↓

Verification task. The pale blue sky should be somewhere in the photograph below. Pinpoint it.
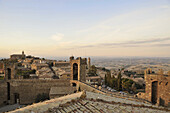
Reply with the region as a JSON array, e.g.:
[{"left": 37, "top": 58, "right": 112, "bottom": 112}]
[{"left": 0, "top": 0, "right": 170, "bottom": 57}]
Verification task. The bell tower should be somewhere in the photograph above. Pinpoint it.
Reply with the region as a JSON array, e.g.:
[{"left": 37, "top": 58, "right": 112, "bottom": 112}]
[{"left": 70, "top": 56, "right": 87, "bottom": 82}]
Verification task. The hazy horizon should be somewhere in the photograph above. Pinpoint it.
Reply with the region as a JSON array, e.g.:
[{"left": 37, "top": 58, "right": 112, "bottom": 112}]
[{"left": 0, "top": 0, "right": 170, "bottom": 57}]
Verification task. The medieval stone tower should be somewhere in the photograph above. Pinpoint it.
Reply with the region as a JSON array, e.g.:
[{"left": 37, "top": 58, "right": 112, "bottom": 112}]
[
  {"left": 70, "top": 56, "right": 87, "bottom": 82},
  {"left": 88, "top": 57, "right": 91, "bottom": 70}
]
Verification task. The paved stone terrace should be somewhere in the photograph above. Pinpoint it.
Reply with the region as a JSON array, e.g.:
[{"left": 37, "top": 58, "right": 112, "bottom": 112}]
[
  {"left": 45, "top": 99, "right": 169, "bottom": 113},
  {"left": 12, "top": 92, "right": 170, "bottom": 113}
]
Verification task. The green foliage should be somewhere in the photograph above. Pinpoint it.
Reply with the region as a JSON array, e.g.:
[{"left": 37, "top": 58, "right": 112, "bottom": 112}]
[
  {"left": 117, "top": 72, "right": 122, "bottom": 91},
  {"left": 105, "top": 71, "right": 143, "bottom": 92},
  {"left": 88, "top": 65, "right": 97, "bottom": 76},
  {"left": 122, "top": 78, "right": 134, "bottom": 91},
  {"left": 0, "top": 76, "right": 4, "bottom": 80},
  {"left": 17, "top": 70, "right": 35, "bottom": 79},
  {"left": 104, "top": 74, "right": 107, "bottom": 85},
  {"left": 35, "top": 93, "right": 49, "bottom": 103}
]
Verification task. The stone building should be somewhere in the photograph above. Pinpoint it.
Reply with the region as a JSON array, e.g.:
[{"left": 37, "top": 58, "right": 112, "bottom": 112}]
[
  {"left": 10, "top": 51, "right": 26, "bottom": 60},
  {"left": 137, "top": 69, "right": 170, "bottom": 106},
  {"left": 70, "top": 56, "right": 87, "bottom": 82},
  {"left": 53, "top": 61, "right": 70, "bottom": 67},
  {"left": 0, "top": 57, "right": 88, "bottom": 106}
]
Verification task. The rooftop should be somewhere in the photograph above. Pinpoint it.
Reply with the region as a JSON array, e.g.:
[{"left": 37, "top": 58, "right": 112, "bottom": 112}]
[{"left": 12, "top": 91, "right": 170, "bottom": 113}]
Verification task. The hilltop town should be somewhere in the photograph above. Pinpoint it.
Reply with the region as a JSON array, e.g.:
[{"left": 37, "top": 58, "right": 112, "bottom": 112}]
[{"left": 0, "top": 51, "right": 170, "bottom": 112}]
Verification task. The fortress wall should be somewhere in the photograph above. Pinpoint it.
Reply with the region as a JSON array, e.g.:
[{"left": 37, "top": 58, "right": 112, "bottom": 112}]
[
  {"left": 0, "top": 81, "right": 7, "bottom": 106},
  {"left": 7, "top": 80, "right": 70, "bottom": 104}
]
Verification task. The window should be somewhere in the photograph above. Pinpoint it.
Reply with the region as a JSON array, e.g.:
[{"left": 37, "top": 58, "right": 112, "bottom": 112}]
[{"left": 165, "top": 82, "right": 168, "bottom": 86}]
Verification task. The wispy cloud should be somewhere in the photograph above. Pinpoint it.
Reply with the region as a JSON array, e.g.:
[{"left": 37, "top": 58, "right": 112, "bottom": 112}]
[
  {"left": 51, "top": 33, "right": 64, "bottom": 41},
  {"left": 74, "top": 37, "right": 170, "bottom": 48}
]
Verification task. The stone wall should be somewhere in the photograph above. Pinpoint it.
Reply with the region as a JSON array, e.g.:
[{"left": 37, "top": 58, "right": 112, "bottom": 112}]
[
  {"left": 70, "top": 80, "right": 105, "bottom": 94},
  {"left": 0, "top": 79, "right": 70, "bottom": 104},
  {"left": 0, "top": 81, "right": 7, "bottom": 106},
  {"left": 137, "top": 70, "right": 170, "bottom": 106}
]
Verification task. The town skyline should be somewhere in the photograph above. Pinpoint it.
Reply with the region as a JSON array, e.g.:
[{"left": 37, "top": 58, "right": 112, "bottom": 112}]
[{"left": 0, "top": 0, "right": 170, "bottom": 57}]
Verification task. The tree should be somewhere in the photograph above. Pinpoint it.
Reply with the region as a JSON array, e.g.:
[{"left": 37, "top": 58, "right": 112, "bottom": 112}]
[
  {"left": 117, "top": 72, "right": 122, "bottom": 91},
  {"left": 104, "top": 74, "right": 107, "bottom": 85},
  {"left": 88, "top": 65, "right": 97, "bottom": 76},
  {"left": 106, "top": 71, "right": 112, "bottom": 86},
  {"left": 35, "top": 93, "right": 49, "bottom": 103},
  {"left": 131, "top": 82, "right": 136, "bottom": 93}
]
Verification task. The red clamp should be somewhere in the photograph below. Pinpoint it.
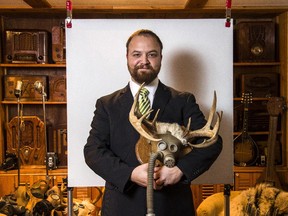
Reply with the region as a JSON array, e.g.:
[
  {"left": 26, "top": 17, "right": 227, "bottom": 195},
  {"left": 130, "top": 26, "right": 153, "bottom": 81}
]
[
  {"left": 66, "top": 0, "right": 72, "bottom": 28},
  {"left": 225, "top": 0, "right": 232, "bottom": 28}
]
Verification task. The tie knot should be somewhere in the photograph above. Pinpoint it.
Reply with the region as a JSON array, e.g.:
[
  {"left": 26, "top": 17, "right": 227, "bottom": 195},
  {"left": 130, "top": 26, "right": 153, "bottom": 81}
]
[{"left": 140, "top": 88, "right": 149, "bottom": 96}]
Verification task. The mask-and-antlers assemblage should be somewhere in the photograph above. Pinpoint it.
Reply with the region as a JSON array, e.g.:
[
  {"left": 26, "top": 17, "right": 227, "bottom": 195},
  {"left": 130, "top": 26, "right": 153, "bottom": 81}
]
[{"left": 129, "top": 83, "right": 222, "bottom": 216}]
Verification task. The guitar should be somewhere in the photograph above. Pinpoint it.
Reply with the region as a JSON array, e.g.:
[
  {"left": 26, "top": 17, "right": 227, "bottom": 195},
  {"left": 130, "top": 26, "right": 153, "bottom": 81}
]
[
  {"left": 257, "top": 97, "right": 285, "bottom": 188},
  {"left": 234, "top": 93, "right": 259, "bottom": 166}
]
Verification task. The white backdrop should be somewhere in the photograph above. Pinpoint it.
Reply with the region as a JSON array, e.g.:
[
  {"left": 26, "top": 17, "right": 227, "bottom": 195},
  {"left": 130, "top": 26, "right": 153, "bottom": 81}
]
[{"left": 66, "top": 19, "right": 233, "bottom": 187}]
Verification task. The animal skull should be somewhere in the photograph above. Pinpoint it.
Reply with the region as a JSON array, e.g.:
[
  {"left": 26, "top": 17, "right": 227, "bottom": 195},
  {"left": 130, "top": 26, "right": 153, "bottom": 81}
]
[{"left": 129, "top": 83, "right": 222, "bottom": 167}]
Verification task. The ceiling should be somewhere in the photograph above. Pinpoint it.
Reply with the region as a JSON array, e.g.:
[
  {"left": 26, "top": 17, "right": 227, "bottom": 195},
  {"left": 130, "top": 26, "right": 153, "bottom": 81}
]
[{"left": 0, "top": 0, "right": 288, "bottom": 18}]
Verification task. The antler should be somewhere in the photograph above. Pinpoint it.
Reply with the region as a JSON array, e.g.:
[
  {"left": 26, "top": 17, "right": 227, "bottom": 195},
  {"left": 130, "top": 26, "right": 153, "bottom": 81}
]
[
  {"left": 129, "top": 83, "right": 161, "bottom": 142},
  {"left": 184, "top": 91, "right": 223, "bottom": 148}
]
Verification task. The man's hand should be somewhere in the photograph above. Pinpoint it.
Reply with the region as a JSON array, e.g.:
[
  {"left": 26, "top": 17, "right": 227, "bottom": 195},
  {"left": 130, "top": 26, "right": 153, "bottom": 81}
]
[
  {"left": 131, "top": 163, "right": 183, "bottom": 190},
  {"left": 131, "top": 163, "right": 160, "bottom": 187},
  {"left": 154, "top": 166, "right": 183, "bottom": 186}
]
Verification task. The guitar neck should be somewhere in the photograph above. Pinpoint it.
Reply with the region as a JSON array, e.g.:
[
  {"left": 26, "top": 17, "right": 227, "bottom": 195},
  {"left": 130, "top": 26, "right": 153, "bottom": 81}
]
[{"left": 266, "top": 116, "right": 278, "bottom": 178}]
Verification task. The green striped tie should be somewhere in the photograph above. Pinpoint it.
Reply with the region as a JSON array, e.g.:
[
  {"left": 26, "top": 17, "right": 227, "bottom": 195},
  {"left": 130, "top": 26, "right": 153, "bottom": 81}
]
[{"left": 139, "top": 88, "right": 150, "bottom": 115}]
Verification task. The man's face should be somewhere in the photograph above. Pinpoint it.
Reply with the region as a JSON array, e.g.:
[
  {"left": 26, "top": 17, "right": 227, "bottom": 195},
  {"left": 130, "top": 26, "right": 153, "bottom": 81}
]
[{"left": 126, "top": 36, "right": 162, "bottom": 84}]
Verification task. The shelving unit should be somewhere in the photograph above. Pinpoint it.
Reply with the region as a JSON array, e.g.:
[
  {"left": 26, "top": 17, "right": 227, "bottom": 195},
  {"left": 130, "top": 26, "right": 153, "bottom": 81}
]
[{"left": 0, "top": 1, "right": 288, "bottom": 207}]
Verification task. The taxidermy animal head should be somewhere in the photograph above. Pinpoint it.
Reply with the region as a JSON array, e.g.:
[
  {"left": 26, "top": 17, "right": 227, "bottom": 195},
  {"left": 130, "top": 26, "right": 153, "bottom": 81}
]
[{"left": 129, "top": 83, "right": 222, "bottom": 167}]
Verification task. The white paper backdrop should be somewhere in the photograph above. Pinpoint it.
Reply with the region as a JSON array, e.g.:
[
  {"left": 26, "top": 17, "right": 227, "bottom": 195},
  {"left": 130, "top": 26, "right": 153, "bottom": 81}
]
[{"left": 66, "top": 19, "right": 233, "bottom": 187}]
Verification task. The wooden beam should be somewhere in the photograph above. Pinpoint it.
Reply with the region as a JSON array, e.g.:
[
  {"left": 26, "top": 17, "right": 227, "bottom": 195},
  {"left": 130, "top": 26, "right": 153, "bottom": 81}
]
[
  {"left": 185, "top": 0, "right": 208, "bottom": 9},
  {"left": 24, "top": 0, "right": 51, "bottom": 8}
]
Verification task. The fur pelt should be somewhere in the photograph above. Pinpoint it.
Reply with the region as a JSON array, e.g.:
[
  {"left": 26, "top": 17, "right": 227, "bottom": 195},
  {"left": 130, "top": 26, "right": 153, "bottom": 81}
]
[{"left": 220, "top": 183, "right": 288, "bottom": 216}]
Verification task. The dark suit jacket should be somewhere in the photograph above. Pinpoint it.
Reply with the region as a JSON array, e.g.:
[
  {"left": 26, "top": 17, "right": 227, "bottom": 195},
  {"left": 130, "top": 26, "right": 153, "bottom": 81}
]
[{"left": 84, "top": 82, "right": 222, "bottom": 216}]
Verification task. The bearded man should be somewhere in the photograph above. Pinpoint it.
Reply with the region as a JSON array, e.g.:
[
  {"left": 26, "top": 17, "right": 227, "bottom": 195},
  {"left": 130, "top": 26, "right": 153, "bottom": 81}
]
[{"left": 84, "top": 29, "right": 222, "bottom": 216}]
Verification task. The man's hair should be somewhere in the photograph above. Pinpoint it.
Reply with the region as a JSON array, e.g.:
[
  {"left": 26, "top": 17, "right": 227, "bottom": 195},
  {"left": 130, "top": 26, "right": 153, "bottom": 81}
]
[{"left": 126, "top": 29, "right": 163, "bottom": 51}]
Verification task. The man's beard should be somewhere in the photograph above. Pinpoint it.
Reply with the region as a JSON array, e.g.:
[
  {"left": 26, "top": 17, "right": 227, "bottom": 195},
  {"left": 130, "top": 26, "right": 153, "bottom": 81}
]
[{"left": 128, "top": 65, "right": 159, "bottom": 84}]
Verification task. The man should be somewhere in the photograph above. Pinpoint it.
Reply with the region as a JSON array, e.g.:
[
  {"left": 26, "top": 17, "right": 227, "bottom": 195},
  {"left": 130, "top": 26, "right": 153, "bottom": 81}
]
[{"left": 84, "top": 30, "right": 222, "bottom": 216}]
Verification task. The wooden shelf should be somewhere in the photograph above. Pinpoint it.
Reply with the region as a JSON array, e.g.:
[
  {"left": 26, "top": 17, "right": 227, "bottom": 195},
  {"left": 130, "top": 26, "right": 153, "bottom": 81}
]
[
  {"left": 233, "top": 62, "right": 280, "bottom": 67},
  {"left": 1, "top": 101, "right": 67, "bottom": 105}
]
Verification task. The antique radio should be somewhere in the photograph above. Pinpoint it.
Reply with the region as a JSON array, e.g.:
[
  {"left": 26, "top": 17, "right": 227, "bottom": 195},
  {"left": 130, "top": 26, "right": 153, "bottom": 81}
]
[
  {"left": 4, "top": 75, "right": 47, "bottom": 101},
  {"left": 52, "top": 26, "right": 66, "bottom": 63},
  {"left": 7, "top": 116, "right": 46, "bottom": 165},
  {"left": 235, "top": 21, "right": 275, "bottom": 62},
  {"left": 49, "top": 76, "right": 66, "bottom": 102},
  {"left": 241, "top": 73, "right": 279, "bottom": 98},
  {"left": 5, "top": 30, "right": 48, "bottom": 64}
]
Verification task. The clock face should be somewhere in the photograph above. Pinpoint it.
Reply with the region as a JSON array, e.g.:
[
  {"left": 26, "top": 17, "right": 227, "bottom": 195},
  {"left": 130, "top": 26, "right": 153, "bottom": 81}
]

↑

* **WHAT IS ASKED**: Extract from the listing above each line that contains the string "guitar", and copy every such line in full.

* **EXPECTED ANSWER**:
Verification task. The guitar should be somewhere in the photograph above. Pinpoint it.
Verification task. The guitar neck should be somewhere in the photograph above. Pinpoint it.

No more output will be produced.